_Tâches_.
• A. Énumérez tous les lieux de spectacles nommés dans l'extrait sur la scène musicale de London.
• B. Reprenez l'extrait sur la scène musicale de London après sa dernière phrase et poursuivez-en la rédaction.

_Extrait du document_.
☆ ☆ ☆ ☆ ☆
Chad Price (Photo: Craig Chambers)

Chad Price ajoute que le soutien municipal donne plus de vie et une plus grande confiance à la scène musicale de London. Il explique que, comme auteur-compositeur, ce soutien l’a personnellement aidé à mieux faire connaître sa musique. « J’ai reçu cette année une subvention du London Arts Council dans le cadre du programme communautaire d’investissement dans les arts, et j’ai utilisé ce financement pour créer une série de vidéoclips pour sensibiliser le public non seulement à ma musique, mais en même temps aux sites culturels et historiques importants de la ville. »

Les lieux de spectacles jouent un rôle clé dans le soutien et l’incubation de la scène musicale. Avec ses 53 lieux de spectacles, qui vont des grands arénas (Budweiser Gardens) aux salles comptant plus ou moins de places (The London Music Club, Call the Office, Aeolian Hall), la scène musicale de London est richement servie.

Pour la suite des choses, de nombreuses initiatives emballantes se préparent à London sous la direction de l’équipe de Cory Crossman et avec la participation de partenaires comme le London Arts Council, le Culture Office de la ville et Tourism London. La London Music Strategy, dont M. Crossman a hérité, vise à promouvoir la culture en en faisant un élément essentiel de la croissance économique et de la qualité de vie tel qu’identifié dans le plan stratégique 2015-2019 et le plan de prospérité culturelle de la Ville de London.
☆ ☆ ☆ ☆ ☆
_Entrées de données_.

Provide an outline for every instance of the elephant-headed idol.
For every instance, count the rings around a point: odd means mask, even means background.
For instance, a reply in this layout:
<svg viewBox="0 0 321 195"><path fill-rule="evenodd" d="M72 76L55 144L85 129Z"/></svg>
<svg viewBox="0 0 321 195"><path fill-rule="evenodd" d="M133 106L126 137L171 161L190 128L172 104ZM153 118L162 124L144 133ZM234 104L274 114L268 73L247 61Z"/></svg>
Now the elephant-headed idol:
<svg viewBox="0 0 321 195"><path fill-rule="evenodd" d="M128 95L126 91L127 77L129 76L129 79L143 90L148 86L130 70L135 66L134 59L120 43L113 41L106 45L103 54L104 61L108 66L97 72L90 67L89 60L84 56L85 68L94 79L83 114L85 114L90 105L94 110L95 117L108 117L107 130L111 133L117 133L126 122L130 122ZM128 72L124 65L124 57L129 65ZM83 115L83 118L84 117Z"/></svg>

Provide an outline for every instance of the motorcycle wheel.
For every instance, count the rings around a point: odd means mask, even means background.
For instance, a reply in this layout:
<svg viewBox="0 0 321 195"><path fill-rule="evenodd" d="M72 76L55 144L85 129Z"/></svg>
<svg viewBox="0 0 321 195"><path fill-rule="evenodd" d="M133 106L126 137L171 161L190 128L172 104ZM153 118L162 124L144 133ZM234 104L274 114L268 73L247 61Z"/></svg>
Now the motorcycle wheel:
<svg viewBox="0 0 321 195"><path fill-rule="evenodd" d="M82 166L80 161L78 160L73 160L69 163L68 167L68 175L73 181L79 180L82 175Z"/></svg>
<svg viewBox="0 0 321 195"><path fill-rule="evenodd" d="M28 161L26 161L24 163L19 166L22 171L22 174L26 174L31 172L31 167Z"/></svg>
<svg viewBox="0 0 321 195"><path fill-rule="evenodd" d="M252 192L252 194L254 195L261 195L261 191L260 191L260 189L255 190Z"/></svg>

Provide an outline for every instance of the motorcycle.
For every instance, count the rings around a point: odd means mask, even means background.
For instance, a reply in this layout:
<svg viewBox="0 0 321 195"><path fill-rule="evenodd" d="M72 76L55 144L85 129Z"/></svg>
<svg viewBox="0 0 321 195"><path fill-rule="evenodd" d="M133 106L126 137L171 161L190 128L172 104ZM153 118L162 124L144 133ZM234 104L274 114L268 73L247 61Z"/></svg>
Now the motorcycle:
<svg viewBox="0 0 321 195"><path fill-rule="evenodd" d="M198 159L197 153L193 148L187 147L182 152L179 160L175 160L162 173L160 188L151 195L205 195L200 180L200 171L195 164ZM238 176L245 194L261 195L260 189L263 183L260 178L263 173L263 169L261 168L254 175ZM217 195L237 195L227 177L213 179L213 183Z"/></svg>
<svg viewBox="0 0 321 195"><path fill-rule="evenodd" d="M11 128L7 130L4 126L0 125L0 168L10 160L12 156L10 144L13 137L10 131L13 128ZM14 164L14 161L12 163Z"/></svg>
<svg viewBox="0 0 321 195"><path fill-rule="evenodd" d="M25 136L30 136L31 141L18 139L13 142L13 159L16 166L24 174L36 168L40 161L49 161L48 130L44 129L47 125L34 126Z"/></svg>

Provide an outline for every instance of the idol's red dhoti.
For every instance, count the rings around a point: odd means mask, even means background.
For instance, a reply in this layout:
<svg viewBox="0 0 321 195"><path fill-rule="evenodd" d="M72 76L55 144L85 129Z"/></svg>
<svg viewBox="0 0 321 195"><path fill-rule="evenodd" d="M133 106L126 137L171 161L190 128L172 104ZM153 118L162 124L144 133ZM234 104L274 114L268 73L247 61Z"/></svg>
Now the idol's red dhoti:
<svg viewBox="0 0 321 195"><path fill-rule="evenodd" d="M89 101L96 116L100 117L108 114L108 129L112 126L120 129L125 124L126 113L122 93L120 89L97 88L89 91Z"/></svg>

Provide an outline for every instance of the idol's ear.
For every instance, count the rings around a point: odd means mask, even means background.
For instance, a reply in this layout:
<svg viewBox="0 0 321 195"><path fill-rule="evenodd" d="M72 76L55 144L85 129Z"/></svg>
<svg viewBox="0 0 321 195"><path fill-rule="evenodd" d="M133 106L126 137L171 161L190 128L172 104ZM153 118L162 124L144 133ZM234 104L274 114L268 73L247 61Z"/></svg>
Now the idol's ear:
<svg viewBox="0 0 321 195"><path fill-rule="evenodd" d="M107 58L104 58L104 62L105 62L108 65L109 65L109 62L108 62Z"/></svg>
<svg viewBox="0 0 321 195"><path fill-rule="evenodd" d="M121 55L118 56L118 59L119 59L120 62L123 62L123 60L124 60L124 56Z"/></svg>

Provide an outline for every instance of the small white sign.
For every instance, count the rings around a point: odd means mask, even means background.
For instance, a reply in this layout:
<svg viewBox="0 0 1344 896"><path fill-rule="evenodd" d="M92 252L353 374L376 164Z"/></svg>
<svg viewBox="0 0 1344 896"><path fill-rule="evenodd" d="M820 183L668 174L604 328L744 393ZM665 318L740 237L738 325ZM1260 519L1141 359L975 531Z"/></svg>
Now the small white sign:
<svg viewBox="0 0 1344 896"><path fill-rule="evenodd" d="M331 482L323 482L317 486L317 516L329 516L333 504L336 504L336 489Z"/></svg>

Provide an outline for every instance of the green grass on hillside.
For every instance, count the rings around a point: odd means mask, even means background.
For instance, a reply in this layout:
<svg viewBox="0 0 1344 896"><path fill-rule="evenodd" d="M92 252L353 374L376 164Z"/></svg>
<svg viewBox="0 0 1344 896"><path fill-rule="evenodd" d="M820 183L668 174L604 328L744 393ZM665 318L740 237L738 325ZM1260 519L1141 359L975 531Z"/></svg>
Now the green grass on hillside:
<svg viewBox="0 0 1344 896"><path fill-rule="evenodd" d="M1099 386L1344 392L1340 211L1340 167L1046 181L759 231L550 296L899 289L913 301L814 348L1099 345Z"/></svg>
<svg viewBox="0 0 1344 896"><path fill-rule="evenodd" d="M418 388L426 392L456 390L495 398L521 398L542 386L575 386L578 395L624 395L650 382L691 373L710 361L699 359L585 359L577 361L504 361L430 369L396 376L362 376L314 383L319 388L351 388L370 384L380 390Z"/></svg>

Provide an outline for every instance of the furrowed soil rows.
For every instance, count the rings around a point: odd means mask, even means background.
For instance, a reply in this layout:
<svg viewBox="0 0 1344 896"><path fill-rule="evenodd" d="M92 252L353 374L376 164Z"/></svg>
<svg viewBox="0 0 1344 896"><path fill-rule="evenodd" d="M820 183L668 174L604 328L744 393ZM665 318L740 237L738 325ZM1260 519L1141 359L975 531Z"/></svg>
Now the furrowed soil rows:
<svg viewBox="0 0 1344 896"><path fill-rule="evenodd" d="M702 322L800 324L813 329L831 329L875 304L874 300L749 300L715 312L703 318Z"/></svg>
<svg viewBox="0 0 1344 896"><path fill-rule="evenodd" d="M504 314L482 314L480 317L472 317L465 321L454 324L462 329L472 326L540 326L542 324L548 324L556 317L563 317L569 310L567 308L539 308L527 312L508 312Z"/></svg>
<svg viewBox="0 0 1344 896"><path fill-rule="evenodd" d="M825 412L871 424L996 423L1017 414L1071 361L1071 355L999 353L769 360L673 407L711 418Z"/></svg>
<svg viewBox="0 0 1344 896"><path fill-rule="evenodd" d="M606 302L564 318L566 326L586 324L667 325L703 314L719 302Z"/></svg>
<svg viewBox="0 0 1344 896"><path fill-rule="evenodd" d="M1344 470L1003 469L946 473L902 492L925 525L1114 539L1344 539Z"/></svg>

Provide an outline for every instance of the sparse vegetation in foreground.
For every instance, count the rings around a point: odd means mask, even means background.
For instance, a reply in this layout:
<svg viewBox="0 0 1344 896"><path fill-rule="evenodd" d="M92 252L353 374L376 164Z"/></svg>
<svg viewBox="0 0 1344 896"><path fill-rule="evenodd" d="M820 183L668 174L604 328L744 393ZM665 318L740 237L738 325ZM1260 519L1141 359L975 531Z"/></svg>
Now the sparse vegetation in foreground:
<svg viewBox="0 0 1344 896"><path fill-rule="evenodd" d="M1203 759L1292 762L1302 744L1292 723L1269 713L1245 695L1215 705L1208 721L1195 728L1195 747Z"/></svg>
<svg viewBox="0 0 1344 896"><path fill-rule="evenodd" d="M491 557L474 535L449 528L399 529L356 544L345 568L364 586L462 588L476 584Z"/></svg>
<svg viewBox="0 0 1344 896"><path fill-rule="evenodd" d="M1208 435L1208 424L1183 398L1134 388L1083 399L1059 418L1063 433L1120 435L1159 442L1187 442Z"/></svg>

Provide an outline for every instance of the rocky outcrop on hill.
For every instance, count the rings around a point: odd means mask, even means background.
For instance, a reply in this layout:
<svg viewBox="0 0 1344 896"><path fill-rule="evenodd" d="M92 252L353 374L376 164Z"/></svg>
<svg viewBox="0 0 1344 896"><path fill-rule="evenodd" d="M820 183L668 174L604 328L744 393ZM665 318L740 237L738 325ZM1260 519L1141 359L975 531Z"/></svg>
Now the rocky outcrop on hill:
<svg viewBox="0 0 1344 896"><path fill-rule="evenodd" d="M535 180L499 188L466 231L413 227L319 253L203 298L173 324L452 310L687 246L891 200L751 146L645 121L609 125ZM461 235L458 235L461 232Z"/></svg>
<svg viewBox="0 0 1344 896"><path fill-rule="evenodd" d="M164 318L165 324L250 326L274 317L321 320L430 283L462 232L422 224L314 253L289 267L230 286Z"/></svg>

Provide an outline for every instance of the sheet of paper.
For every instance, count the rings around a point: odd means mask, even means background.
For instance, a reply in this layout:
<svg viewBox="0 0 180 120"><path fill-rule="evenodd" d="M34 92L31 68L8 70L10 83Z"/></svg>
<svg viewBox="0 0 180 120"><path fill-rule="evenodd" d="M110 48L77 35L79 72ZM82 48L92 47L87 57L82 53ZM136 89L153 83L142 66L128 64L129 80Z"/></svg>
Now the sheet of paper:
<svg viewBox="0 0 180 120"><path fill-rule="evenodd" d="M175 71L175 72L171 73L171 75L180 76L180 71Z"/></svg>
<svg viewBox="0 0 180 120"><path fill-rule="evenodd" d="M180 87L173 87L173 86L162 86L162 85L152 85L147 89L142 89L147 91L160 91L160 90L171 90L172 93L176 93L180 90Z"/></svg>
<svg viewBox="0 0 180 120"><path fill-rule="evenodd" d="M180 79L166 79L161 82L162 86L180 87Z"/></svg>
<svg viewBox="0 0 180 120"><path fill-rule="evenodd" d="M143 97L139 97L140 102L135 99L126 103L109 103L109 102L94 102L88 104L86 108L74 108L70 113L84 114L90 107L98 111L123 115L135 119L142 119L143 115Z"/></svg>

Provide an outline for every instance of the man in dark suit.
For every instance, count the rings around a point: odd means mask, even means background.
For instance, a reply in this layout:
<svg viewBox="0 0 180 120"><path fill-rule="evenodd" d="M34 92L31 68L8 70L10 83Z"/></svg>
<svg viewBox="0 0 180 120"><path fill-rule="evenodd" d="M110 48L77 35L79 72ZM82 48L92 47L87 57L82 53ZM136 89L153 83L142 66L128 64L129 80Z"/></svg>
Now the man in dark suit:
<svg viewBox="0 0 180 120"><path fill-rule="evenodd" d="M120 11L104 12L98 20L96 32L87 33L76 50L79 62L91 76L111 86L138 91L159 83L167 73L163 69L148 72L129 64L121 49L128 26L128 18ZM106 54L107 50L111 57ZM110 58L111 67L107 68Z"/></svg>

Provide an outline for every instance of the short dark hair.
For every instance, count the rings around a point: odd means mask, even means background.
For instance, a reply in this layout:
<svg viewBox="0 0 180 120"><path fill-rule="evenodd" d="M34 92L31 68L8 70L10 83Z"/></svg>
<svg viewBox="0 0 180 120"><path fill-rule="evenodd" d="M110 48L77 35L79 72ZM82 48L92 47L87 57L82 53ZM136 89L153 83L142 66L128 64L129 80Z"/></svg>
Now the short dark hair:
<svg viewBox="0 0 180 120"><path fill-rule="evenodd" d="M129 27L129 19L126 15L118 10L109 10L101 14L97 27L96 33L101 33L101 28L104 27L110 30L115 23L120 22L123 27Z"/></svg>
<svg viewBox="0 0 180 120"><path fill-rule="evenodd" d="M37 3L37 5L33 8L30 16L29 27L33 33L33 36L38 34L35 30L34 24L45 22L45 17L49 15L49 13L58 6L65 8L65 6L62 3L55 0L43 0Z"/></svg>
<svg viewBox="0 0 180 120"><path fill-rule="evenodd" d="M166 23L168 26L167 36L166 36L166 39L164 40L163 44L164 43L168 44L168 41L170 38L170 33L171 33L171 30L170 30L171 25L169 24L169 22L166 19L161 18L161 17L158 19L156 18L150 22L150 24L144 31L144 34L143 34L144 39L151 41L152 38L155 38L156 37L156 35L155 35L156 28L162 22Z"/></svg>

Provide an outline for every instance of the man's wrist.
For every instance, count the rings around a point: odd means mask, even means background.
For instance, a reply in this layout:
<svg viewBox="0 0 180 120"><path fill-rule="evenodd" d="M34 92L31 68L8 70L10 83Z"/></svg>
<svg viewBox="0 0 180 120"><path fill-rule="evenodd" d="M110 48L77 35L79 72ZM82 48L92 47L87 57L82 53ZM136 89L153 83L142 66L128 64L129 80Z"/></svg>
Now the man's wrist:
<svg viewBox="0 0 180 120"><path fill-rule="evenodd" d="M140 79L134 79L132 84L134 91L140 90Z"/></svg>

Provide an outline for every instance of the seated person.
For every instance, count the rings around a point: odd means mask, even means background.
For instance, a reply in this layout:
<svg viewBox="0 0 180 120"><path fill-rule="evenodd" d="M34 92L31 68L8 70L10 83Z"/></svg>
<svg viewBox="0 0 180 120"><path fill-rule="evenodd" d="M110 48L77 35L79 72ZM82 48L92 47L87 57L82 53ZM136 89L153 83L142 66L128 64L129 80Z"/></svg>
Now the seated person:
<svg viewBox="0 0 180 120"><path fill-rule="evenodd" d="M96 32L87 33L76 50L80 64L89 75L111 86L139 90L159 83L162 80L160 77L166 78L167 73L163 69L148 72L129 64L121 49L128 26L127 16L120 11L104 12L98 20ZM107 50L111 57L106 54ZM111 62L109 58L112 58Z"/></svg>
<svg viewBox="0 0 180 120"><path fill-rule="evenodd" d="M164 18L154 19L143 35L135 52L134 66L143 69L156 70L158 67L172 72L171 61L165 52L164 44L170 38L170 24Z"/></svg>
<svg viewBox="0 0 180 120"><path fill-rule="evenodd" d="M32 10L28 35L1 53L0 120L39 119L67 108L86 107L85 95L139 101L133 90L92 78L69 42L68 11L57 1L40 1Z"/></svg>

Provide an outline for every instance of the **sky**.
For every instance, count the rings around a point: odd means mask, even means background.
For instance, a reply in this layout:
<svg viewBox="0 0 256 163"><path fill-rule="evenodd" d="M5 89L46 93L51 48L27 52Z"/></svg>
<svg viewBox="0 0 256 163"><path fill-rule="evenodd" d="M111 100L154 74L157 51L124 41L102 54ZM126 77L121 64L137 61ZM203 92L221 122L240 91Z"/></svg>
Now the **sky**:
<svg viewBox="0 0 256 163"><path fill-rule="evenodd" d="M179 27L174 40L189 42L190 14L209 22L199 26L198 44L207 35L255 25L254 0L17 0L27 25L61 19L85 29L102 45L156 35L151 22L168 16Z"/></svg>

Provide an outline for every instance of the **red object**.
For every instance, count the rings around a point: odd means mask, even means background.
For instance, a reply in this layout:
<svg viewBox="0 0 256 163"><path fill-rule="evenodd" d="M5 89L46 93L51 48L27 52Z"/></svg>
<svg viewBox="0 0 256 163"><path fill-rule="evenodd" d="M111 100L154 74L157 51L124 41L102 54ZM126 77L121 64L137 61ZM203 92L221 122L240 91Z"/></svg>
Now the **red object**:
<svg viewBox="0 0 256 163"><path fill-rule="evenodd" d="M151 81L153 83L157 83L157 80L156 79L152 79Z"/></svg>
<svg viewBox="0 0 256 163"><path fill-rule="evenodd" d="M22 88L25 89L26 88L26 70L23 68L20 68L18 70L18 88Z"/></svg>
☆ ☆ ☆ ☆ ☆
_Réponses attendues_.
• A. Budweiser Gardens, The London Music Club, Call the Office, Aeolian Hall

• B.
« Quand j’étais au secondaire, ma conseillère d’orientation m’a demandé quel métier je me proposais d’exercer plus tard », raconte M. Crossman. « J’avais seize ans, et je lui ai dit que j’aimais le hockey et la musique. Elle a répondu : “Il n’y a pas de carrière dans ces domaines, il faut chercher ailleurs !” Je me suis toujours rappelé cette conversation. Ce que nous essayons de faire, c’est de montrer qu’il y a mille et une opportunités de s’impliquer dans l’industrie musicale, et puis de faire passer chez les étudiants et dans le public le message que ces opportunités existent pour de vrai. »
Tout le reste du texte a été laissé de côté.